__Excerpted text__:

Ask for the results of a blood count, reticulocyte count, serum bilirubin and lactate dehydrogenase. Haemolysis is likely to be present if there is a normochromic normocytic anaemia with an increased reticulocyte count (but reticulocytosis also occurs with blood loss or partially treated anaemia) and release of red blood cell components (increased unconjugated bilirubin and, more variably, lactate dehydrogenase).

2. 
Usually serum haptoglobin is absent and haemosiderin is present in the urine. Intravascular haemolysis is documented by the presence of methaemalbumin in the plasma (Schumm’s test) and, less often, of haemoglobin in the urine.

3. 
The presence of fragmented red cells (schistocytes) suggests valve haemolysis, DIC and TTP (or HUS). TTP (or HUS) is very likely when fragmented red cells occur in association with thrombocytopenia and normal coagulation studies; look for renal and neurological impairment.

4. 
The blood film usually shows polychromasia; it may show other red cell changes (
Tables 8.1
and
8.2
). In thalassaemia, the anaemia is often hypochromic and always significantly microcytic.

Table 8.1

Full blood count and liver function tests from a female patient with autoimmune haemolytic anaemia (AIHA)

Table 8.2

Haemolytic anaemia

DAF = decay accelerating factors; DIC = disseminated intravascular coagulation; G6PD = glucose-6-phosphate dehydrogenase; Hb = haemoglobin; HbH = haemoglobin H; TTP = thrombotic thrombocytopenic purpura.

5. 
If a congenital intracorpuscular defect seems unlikely, ask for a Coombs’ test to determine whether the anaemia is immunohaemolytic. The polyspecific direct Coombs’ test measures the ability of anti-IgG and anti-C3 to agglutinate the patient’s red blood cells. Warm antibodies (80% of cases) react at body temperature and may occur with lymphoma (usually non-Hodgkin’s), chronic lymphocytic leukaemia, solid tumours (lung, colon, kidney and ovary), SLE and drugs, or may be idiopathic. They are usually IgG antibodies directed at the Rh antigens. Cold reactive antibodies are precipitated by exposure to room temperature (‘cold’) – cold agglutinin disease (IgM antibodies) may occur acutely with glandular fever, mycoplasma infection or hepatitis C, and chronically may be caused by lymphoma or may be idiopathic; paroxysmal cold haemoglobinuria (IgG antibodies) is rare.

__Activity__: Reproduce word for word the stretch of the hemolytic anemia passage from "The presence of fragmented" through "and neurological impairment.".

[Referring expression data]

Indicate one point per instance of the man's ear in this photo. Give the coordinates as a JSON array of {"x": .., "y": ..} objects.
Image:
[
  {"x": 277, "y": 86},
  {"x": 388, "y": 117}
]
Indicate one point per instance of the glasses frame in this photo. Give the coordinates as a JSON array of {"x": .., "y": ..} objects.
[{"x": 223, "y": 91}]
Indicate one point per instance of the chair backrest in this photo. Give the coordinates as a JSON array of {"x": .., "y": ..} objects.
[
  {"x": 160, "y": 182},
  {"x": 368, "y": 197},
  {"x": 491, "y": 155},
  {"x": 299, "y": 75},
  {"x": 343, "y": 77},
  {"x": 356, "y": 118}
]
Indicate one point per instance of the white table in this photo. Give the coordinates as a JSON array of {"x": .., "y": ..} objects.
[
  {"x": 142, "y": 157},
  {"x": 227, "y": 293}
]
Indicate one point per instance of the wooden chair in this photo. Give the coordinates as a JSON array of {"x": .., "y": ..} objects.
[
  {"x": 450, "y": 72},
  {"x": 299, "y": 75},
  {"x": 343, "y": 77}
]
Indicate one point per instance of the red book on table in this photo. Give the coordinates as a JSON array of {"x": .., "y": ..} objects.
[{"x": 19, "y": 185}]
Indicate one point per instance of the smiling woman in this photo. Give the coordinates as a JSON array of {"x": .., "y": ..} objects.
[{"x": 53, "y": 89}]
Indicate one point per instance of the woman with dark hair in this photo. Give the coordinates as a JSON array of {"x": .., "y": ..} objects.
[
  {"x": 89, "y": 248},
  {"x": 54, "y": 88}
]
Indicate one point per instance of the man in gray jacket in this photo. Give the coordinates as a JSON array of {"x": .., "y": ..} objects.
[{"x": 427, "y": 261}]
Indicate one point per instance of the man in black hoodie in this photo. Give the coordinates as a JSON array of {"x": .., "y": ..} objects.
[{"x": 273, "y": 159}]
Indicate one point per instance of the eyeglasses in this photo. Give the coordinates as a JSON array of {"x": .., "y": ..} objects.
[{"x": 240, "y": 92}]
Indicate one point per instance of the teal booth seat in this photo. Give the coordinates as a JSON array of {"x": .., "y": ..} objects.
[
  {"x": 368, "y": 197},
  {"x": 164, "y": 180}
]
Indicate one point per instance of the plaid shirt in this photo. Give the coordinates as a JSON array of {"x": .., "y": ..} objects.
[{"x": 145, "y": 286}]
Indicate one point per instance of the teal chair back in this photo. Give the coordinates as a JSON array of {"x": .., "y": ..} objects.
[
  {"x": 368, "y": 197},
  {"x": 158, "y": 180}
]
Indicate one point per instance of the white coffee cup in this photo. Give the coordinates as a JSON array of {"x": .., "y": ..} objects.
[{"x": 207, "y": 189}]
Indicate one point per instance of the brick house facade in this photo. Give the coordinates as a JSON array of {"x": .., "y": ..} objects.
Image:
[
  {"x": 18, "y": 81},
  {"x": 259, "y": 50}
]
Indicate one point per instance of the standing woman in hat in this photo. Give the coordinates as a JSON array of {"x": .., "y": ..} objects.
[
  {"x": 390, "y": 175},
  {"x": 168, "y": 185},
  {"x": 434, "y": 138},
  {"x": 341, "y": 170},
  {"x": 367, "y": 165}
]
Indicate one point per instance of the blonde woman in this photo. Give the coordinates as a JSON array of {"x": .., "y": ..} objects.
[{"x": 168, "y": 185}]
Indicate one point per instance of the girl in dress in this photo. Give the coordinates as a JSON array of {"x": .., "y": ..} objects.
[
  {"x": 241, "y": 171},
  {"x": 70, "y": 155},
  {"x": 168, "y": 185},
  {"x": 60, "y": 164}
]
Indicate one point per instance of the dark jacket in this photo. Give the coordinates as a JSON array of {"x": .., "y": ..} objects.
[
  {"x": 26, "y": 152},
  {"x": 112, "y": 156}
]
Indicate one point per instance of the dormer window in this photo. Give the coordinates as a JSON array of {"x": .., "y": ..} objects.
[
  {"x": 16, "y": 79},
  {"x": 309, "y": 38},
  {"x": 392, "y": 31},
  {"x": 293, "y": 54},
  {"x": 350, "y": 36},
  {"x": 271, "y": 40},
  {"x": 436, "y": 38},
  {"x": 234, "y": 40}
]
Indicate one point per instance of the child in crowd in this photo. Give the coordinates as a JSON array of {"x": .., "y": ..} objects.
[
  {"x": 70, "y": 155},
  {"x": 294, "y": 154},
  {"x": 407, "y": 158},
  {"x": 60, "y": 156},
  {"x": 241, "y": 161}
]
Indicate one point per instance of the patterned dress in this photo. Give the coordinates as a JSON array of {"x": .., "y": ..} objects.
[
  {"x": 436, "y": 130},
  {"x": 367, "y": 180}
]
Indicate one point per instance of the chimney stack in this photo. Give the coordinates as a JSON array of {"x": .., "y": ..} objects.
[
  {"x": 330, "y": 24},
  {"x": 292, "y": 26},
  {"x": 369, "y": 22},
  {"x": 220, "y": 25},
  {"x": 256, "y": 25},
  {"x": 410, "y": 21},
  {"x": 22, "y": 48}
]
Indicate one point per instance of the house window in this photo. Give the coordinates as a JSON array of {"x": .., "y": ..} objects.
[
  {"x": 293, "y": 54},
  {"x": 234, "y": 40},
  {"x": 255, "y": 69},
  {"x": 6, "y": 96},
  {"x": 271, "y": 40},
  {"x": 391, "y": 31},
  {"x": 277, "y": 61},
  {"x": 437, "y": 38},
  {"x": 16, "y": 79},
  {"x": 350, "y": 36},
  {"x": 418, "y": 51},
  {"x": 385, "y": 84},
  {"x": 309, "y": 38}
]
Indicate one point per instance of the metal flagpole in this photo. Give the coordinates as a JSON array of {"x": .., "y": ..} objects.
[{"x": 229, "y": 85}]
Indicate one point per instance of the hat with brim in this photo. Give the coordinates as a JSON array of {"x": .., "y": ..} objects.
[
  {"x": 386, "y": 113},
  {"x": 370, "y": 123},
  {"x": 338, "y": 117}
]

__Task answer__:
The presence of fragmented red cells (schistocytes) suggests valve haemolysis, DIC and TTP (or HUS). TTP (or HUS) is very likely when fragmented red cells occur in association with thrombocytopenia and normal coagulation studies; look for renal and neurological impairment.